> _BRONTEKST_:
..........

Ministerie van Landbouw, Natuur en Voedselkwaliteit

Inleiding door de minister tijdens de LTO-jaarvergadering op 24 november 2004

Spreekpunten voor een inleiding door de Minister van Landbouw, Natuur en Voedselkwaliteit, de heer dr. C.P. Veerman, tijdens de LTO-jaarvergadering, op woensdag 24 november 2004, in Zeist.

U hebt voor vandaag de concurrentiepositie van de Nederlandse landbouw in Europa als thema gekozen.
Je staat er niet dagelijks bij stil, maar een goede concurrentiepositie heeft alles te maken met vertrouwen hebben in elkaar.
Aldus de politiek publicist Francis Fukuyama.
Hij schreef bijna 10 jaar geleden zijn boek Trust. Fukuyama betoogt daarin dat voor het welzijn en concurrentievermogen van een land de mate van onderling vertrouwen tussen burgers het meest bepalend is.
Dat onderling vertrouwen is volgens Fukuyama het 'sociale kapitaal' van een land.
Het is een even essentiële productiefactor als arbeid, geldelijk kapitaal en grondstoffen.

Vertrouwen is dus voorwaardenscheppend voor een goed draaiende landseconomie.
Maar natuurlijk ook voor een goed draaiende bedrijfseconomie in de agrofoodkolom.
Waar blijf je, als je je ketenpartners niet kunt vertrouwen? Dat hebben we recent weer gezien, toen er bij een paar bedrijven teveel dioxine in de melk werd aangetroffen.
Het spoor leidde ons terug naar het veevoer, waarin aardappelschillen met een te hoog dioxinegehalte waren verwerkt.
Gelukkig bleek er geen gevaar te zijn voor de volksgezondheid.

Normaal gesproken is samenwerking in de keten juist een sterk punt van de Nederlandse landbouw.

..........

> _OPDRACHTEN_:
1/ Geef voor elk van de uitspraken (a), (b) en (c) aan of die klopt met de tekst over de Nederlandse landbouw, en citeer letterlijk de woorden uit de tekst die dat bepalen.
(a) Fukuyama schreef zijn boek Trust bijna tien jaar geleden.
(b) De te hoge hoeveelheid dioxine werd in het drinkwater gevonden.
(c) Er bleek gevaar te zijn voor de volksgezondheid.
2/ Pak de tekst over de Nederlandse landbouw weer op en schrijf hem verder, te beginnen na de laatste zin.

(Fragmenten uit een dataset met locatieannotaties)
..........

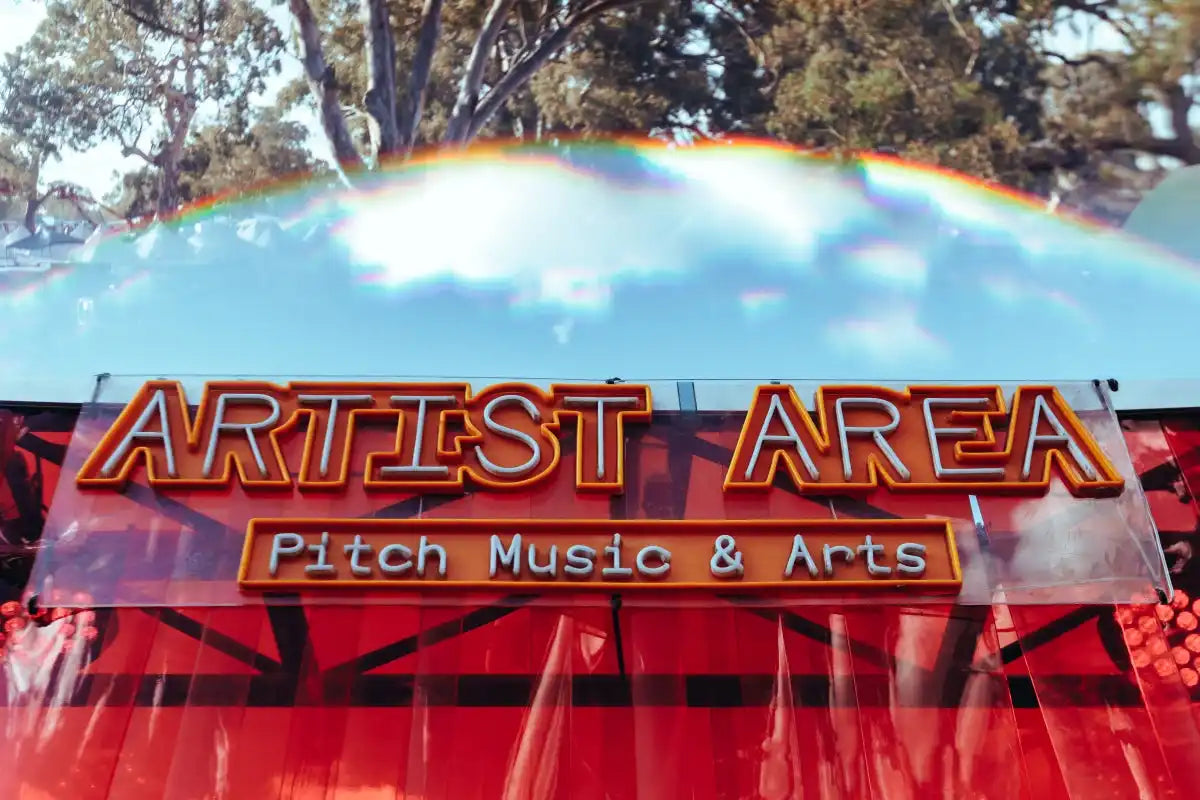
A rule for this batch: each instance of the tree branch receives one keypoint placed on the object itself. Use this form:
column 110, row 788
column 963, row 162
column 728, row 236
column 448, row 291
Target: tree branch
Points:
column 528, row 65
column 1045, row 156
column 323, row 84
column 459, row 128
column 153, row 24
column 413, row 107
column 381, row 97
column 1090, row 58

..........

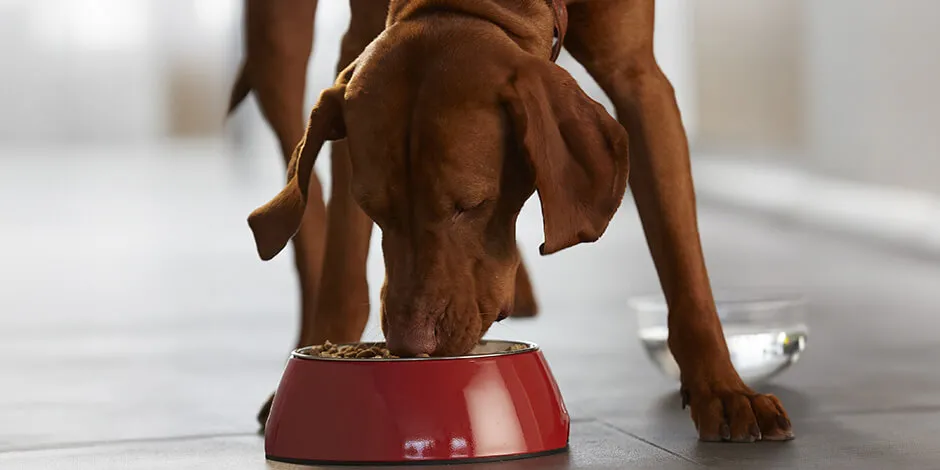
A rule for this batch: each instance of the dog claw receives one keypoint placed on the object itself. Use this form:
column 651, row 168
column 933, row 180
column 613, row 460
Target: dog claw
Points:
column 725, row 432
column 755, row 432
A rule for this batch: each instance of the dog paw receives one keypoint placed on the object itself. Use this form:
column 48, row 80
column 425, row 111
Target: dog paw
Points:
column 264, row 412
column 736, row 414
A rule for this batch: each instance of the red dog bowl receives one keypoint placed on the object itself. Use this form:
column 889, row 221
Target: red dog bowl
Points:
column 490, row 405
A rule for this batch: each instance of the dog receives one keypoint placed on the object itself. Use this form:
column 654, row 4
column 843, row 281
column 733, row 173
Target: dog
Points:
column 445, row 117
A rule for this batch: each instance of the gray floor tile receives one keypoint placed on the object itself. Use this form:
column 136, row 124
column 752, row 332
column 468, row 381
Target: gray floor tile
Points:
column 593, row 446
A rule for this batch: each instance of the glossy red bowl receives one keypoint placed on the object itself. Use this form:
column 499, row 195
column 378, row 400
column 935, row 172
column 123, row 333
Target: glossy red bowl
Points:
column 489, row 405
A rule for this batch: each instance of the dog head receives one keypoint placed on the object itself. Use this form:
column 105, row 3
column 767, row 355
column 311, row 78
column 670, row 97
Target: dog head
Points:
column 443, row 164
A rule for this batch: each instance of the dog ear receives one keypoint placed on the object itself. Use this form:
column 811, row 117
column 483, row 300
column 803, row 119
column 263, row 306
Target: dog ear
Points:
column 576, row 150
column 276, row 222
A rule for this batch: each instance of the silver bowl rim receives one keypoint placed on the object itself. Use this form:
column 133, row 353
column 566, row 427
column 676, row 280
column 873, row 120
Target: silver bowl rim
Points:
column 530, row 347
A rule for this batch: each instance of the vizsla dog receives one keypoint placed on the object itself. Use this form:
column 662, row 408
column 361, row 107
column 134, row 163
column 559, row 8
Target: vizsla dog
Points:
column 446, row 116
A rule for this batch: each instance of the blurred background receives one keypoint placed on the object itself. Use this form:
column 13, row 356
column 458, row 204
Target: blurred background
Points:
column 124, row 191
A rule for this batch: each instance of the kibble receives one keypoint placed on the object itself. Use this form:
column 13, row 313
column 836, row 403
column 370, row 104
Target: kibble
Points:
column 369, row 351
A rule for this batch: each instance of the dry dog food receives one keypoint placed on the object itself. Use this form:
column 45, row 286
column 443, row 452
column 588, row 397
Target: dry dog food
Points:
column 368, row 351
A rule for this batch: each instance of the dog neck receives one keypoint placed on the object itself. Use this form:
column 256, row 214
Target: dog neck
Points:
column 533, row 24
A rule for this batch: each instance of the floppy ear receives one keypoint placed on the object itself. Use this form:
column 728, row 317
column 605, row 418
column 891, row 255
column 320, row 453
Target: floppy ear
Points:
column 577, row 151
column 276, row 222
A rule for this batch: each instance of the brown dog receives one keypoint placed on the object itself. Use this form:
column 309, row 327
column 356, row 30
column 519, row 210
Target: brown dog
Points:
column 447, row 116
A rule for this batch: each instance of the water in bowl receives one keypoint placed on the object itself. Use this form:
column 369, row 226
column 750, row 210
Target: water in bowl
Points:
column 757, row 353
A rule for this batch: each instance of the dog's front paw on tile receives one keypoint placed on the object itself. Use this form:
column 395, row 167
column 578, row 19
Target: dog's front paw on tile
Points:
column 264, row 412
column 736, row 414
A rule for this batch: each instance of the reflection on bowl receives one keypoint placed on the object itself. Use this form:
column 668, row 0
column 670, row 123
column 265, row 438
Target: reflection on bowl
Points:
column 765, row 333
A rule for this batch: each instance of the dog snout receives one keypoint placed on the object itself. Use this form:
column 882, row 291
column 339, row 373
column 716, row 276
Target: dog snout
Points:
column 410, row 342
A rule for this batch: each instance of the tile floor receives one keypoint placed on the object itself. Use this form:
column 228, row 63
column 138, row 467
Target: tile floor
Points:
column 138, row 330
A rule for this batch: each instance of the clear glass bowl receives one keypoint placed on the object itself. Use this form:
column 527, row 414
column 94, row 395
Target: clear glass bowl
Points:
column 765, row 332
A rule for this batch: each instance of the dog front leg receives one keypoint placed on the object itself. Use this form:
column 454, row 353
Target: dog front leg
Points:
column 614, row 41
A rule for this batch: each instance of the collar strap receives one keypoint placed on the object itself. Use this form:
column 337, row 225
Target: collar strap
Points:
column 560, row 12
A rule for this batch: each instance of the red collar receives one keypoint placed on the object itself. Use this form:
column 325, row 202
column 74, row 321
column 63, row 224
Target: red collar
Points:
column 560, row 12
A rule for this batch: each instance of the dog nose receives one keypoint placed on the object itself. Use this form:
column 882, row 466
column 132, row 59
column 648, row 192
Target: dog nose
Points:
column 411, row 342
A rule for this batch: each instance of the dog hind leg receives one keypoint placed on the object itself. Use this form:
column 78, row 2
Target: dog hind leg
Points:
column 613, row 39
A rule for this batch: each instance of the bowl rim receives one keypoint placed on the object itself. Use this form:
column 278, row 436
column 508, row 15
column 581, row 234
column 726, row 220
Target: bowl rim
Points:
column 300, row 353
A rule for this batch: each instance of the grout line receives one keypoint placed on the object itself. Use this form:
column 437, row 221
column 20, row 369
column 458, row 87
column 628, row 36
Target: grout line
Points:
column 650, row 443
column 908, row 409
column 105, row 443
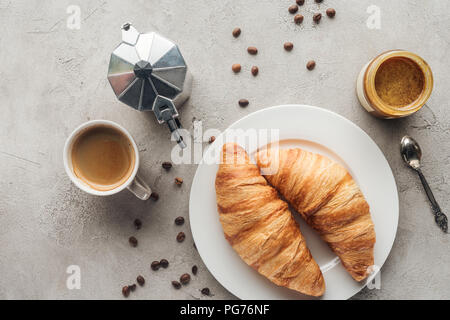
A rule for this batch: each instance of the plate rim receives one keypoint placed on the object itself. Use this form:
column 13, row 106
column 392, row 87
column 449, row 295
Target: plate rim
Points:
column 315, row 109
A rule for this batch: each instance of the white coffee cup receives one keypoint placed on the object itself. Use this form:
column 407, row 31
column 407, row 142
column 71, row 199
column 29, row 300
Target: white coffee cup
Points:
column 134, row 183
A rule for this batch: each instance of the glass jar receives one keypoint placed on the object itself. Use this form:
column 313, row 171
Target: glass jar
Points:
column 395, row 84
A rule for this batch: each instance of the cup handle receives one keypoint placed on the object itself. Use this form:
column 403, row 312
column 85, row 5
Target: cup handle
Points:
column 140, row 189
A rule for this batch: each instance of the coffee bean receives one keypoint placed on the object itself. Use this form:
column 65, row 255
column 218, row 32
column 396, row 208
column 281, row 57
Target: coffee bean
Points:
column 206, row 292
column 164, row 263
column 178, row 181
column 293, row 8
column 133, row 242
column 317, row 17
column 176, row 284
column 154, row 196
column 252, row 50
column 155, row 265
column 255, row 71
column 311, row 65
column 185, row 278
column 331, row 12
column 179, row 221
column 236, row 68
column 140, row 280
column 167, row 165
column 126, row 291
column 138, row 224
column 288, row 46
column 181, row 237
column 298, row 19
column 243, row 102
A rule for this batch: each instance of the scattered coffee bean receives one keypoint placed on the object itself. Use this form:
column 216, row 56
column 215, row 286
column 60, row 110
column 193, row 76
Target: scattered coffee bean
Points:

..........

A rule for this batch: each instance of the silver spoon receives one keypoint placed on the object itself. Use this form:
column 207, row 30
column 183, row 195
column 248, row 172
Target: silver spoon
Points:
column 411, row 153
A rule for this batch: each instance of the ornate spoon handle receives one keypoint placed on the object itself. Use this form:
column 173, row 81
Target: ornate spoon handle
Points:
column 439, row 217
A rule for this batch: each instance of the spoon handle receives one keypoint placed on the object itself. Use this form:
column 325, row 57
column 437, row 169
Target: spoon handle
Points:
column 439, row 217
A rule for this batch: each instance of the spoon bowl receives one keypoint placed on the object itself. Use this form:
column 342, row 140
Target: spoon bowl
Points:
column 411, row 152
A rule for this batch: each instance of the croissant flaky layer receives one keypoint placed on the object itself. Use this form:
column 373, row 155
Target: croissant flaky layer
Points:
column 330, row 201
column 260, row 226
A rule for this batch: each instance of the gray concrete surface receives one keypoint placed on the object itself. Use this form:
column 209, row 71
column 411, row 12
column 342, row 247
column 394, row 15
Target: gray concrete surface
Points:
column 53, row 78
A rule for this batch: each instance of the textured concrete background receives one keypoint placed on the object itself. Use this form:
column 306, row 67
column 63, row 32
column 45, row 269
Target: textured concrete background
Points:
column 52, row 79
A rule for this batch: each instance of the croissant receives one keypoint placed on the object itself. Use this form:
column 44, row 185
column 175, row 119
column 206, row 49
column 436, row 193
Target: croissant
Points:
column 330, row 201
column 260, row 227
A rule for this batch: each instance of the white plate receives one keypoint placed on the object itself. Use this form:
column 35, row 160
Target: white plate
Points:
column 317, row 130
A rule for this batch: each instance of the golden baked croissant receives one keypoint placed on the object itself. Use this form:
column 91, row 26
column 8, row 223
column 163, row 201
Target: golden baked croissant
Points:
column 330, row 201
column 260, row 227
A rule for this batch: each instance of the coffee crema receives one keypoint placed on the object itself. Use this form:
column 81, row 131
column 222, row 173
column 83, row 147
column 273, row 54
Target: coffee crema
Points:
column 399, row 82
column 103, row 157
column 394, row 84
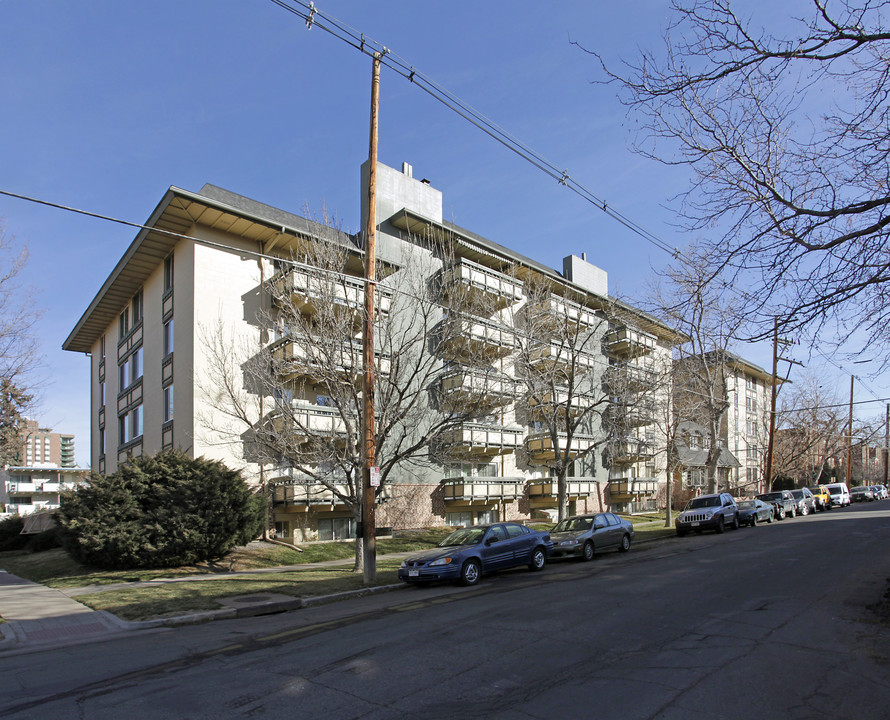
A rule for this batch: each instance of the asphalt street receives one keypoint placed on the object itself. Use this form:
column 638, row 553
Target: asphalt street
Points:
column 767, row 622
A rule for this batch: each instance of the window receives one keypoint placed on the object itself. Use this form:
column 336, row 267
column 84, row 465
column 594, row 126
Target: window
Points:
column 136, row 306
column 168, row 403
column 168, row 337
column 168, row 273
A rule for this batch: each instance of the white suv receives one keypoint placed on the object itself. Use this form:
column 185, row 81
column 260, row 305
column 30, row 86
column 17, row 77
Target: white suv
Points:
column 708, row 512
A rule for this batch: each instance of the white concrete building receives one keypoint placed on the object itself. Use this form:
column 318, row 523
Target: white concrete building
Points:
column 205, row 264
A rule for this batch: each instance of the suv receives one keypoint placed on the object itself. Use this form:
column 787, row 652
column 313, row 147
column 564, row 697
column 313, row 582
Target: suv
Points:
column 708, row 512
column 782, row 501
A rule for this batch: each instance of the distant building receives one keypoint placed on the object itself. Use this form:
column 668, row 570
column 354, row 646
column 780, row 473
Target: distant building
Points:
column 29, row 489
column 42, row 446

..........

> _VERWACHTE ANTWOORDEN_:
1/
(a) Ja: "Hij schreef bijna 10 jaar geleden zijn boek Trust."
(b) Nee: "er bij een paar bedrijven teveel dioxine in de melk werd aangetroffen"
(c) Nee: "Gelukkig bleek er geen gevaar te zijn voor de volksgezondheid."

2/
Een belangrijke pijler onder de economische kracht van de Nederlandse voedselproductieketen is immers dat de gehele keten, van primaire productie tot en met verwerking en distributie, op Nederlandse bodem is vertegenwoordigd.
Onze geografische ligging blijft onverminderd veel mogelijkheden bieden voor handel en exportgerichte productie. En we hebben een zeer koopkrachtige bevolking in de directe nabijheid.

Ons klimaat geeft mogelijkheden voor veel teelten en hoge opbrengsten.

En het niveau van kennis, opleiding en innovatiekracht is nog steeds hoog.

Mede dankzij deze sterke punten neemt het Nederlandse agrocluster binnen Europa en de rest van de wereld een vooraanstaande plaats in. Nederland is maar een klein land, toch heeft het zich ontwikkeld tot de op twee na grootste exporteur van agrarische producten en voedingsmiddelen in de wereld.
Het Nederlandse agrocluster - de gebundelde kracht van de gehele keten, van primaire producent tot supermarkt - neemt binnen de Nederlandse economie, binnen Europa en binnen de rest van de wereld een vooraanstaande plaats in.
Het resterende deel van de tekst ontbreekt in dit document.